◆ Material for the task:
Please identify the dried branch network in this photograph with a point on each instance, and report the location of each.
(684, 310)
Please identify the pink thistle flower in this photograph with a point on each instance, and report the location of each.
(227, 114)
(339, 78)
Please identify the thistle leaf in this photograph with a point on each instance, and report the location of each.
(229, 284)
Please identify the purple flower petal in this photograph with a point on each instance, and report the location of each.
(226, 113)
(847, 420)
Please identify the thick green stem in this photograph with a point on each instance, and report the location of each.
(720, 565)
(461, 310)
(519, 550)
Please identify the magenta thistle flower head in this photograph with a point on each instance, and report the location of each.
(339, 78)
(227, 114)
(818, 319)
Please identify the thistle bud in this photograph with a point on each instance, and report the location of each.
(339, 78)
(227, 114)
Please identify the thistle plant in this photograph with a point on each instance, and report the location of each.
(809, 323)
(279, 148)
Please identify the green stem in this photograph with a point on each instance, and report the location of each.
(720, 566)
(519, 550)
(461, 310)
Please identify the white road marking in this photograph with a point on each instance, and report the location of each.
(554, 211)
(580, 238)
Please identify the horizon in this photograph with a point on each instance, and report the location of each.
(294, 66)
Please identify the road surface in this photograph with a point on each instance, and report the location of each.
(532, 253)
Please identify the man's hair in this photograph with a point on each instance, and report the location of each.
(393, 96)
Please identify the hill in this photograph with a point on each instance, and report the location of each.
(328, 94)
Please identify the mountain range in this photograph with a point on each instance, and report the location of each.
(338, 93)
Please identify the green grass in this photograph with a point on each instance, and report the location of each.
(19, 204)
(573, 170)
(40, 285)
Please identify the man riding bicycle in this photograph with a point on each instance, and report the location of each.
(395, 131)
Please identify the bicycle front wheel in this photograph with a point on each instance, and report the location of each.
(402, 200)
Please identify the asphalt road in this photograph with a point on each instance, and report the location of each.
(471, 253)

◆ Exercise brief: From the line that contains "Please identify the white" to the last line of the material above, repeat every line exactly, keeping both the first and the last.

◆ Task answer:
Please identify the white road marking in this photograph with a point on each instance, and report the location of each.
(554, 211)
(580, 238)
Please identify the horizon in this photograph with a point on each instance, and report the location of each.
(294, 66)
Please identify the road surface in this photograph with a point on each instance, and report the location of each.
(532, 253)
Please identify the man's hair in this photograph with a point on each instance, and report the location of each.
(393, 96)
Please identify the hill in this photograph with a point on each instance, and report the location of each.
(328, 94)
Please identify the mountain range in this photograph with a point on each instance, and report the location of each.
(338, 93)
Please identify the green grass in this photograph with a point on each instance, and report the location of each.
(19, 204)
(573, 170)
(40, 285)
Please identify the man riding bicycle in this photograph with a point on each instance, and report the location of each.
(395, 131)
Please identify the bicycle front wheel in this photograph with a point on each instance, and report the location of each.
(402, 200)
Please identify the asphalt road in this photograph with a point on each instance, and report the location of each.
(471, 253)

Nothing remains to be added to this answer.